Closed siegel closed 3 months ago

siegel commented 3 months ago

Version info from pcre2.h:

/* The current PCRE version information. */

#define PCRE2_MAJOR           10
#define PCRE2_MINOR           45
#define PCRE2_PRERELEASE      -DEV
#define PCRE2_DATE            2024-06-09

Platform: macOS (Darwin), 14.6, arm64. (The OS version is inconsequential; I've not yet tested on Intel but it was happening there too, as of a long time ago.)

At runtime, I programmatically generate this pattern:

(?(?=\C|\z)(?=\C|\z)(?=\C|\z)|(?P<comment>#.*$)(?P<string>(?x:
            (?> "   (?s: \\. | [^"] )*?     (?: " | $)  )   |
            (?> '   (?s: \\. | [^'] )*?     (?: ' | $)  )   |
            (?> `   (?s: \\. | [^`] )*?     (?: ` | $)  )
        ))(?P<number>^\.PHONY:[^\\\r]*(\\\r[^\\\r]*)*))(?x:
            (?P>comment)    |
            (?P>number) |
            (?P>string)
        )

The code which does this is fairly intertwined, but what gets run looks like this (NB: I am using pcre2_16):

    pcre2_compile_context
                        *compileContext = NULL;
    pcre2_code          *pcre = NULL;

    compileContext = pcre2_compile_context_create(NULL);
    verify_noerr(pcre2_set_compile_extra_options(compileContext, PCRE2_EXTRA_ESCAPED_CR_IS_LF));

    pcre = pcre2_compile(pattern, patternLength, options, &errornum, &erroroffset, compileContext);
    if (NULL != pcre)
    {
        int jitError = 0;

        jitError = pcre2_jit_compile(pcre, PCRE2_JIT_COMPLETE);
    }

At the time this runs, options may vary, but in this case its value is 0xc00a0404. Notably, this includes PCRE2_AUTO_CALLOUT.

Requests:
A – Translate this sentence from the PCRE2 report into Spanish: "At the time this runs, options may vary, but in this case its value is 0xc00a0404."
B – Recast the paragraph of the PCRE2 report beginning "Platform: macOS (Darwin)" as a short bulleted list that keeps its main facts.
C – Print the stretch of the PCRE2 report from "siegel commented 3" through "long time ago.)".

Coordinate annotation records

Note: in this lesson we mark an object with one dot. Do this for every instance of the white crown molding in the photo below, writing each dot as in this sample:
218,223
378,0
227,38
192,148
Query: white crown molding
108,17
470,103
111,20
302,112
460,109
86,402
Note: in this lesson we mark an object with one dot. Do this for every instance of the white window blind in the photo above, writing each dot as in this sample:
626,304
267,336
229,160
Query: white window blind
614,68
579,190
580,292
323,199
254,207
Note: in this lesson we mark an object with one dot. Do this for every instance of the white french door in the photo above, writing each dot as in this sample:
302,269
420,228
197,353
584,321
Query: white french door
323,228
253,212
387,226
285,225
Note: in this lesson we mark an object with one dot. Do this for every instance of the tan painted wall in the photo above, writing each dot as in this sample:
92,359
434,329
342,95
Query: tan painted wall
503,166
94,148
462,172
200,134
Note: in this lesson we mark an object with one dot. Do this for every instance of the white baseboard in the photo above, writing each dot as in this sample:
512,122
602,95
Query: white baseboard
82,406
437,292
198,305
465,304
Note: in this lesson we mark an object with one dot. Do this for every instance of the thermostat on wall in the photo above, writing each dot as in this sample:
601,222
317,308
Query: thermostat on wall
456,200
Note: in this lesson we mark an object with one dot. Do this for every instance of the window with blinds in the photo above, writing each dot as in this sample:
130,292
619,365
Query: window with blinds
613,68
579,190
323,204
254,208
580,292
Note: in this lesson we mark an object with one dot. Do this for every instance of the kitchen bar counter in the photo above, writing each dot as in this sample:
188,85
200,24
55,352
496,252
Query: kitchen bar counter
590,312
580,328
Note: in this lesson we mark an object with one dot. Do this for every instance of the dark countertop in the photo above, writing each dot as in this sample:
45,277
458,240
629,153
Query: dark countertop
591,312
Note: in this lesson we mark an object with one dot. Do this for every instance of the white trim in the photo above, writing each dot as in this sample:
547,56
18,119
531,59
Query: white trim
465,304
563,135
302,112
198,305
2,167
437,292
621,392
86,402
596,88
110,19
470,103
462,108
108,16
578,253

Solutions per task:
A – En el momento en que esto se ejecuta, las opciones pueden variar, pero en este caso su valor es 0xc00a0404.

B –
- Platform: macOS (Darwin) 14.6 on arm64.
- The OS version does not matter.
- It has not yet been tested on Intel, but the problem happened there too a long time ago.

C –
siegel commented 3 months ago

Version info from pcre2.h:

/* The current PCRE version information. */

#define PCRE2_MAJOR           10
#define PCRE2_MINOR           45
#define PCRE2_PRERELEASE      -DEV
#define PCRE2_DATE            2024-06-09

Platform: macOS (Darwin), 14.6, arm64. (The OS version is inconsequential; I've not yet tested on Intel but it was happening there too, as of a long time ago.)